* Problem to solve
Will you print the whole listing below line for line, with no changes at all?

start Given records

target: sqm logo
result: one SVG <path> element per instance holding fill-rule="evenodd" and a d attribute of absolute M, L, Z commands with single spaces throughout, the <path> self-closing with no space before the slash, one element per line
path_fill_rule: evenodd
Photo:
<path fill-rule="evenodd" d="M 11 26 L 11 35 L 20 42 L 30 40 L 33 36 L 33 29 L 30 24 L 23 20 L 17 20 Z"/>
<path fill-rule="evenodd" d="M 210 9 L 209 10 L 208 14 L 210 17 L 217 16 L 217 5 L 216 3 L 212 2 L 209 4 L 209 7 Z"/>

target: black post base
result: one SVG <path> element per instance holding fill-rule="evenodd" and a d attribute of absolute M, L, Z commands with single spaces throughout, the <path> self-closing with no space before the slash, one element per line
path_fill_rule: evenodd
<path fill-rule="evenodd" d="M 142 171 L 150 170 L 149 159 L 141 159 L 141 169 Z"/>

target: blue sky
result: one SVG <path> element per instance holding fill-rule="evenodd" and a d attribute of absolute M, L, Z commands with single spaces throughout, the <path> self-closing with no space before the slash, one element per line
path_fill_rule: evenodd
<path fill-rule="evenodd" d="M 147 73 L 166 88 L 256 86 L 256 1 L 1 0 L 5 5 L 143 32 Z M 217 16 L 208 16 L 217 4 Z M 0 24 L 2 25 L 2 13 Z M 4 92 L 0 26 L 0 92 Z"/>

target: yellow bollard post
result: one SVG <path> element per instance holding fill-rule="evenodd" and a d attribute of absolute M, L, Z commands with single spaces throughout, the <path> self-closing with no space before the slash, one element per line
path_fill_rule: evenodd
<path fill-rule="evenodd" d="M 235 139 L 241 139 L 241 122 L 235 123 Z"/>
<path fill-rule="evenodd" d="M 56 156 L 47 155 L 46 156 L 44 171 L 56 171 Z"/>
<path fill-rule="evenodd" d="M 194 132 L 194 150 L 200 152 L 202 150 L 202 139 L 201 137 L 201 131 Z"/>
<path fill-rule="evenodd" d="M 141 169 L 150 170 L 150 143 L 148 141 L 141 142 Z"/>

end Given records

* Output
target: sqm logo
result: one SVG <path> element per instance holding fill-rule="evenodd" and a d attribute of absolute M, L, Z commands with single spaces throughout, the <path> self-closing with no space before the slash, one element per line
path_fill_rule: evenodd
Photo:
<path fill-rule="evenodd" d="M 11 26 L 11 35 L 20 42 L 30 40 L 33 36 L 33 29 L 30 24 L 23 20 L 17 20 Z"/>
<path fill-rule="evenodd" d="M 210 9 L 209 10 L 208 14 L 210 17 L 217 16 L 217 5 L 216 3 L 212 2 L 209 4 L 209 7 Z"/>

target: black post base
result: one SVG <path> element per instance holding fill-rule="evenodd" and a d attribute of absolute M, L, Z commands with single spaces throughout, the <path> self-closing with no space before the slash, one element per line
path_fill_rule: evenodd
<path fill-rule="evenodd" d="M 142 171 L 150 170 L 149 159 L 141 159 L 141 169 Z"/>

target: blue sky
result: one SVG <path> element per instance holding fill-rule="evenodd" and a d attribute of absolute M, L, Z commands with single spaces throughout, the <path> self-closing with no space before the slash, one element per line
path_fill_rule: evenodd
<path fill-rule="evenodd" d="M 147 73 L 166 88 L 256 86 L 256 1 L 1 0 L 5 5 L 143 32 Z M 217 16 L 208 16 L 217 4 Z M 0 24 L 2 25 L 2 13 Z M 4 92 L 0 26 L 0 92 Z"/>

target: yellow bollard post
result: one SVG <path> element per instance holding fill-rule="evenodd" and a d attribute of absolute M, L, Z commands with single spaces throughout, the <path> self-closing with no space before the slash, one element per line
path_fill_rule: evenodd
<path fill-rule="evenodd" d="M 235 139 L 241 139 L 241 122 L 235 123 Z"/>
<path fill-rule="evenodd" d="M 56 156 L 47 155 L 46 156 L 44 171 L 56 171 Z"/>
<path fill-rule="evenodd" d="M 194 132 L 194 150 L 200 152 L 202 150 L 202 139 L 201 137 L 201 131 Z"/>
<path fill-rule="evenodd" d="M 141 169 L 150 170 L 150 143 L 148 141 L 141 142 Z"/>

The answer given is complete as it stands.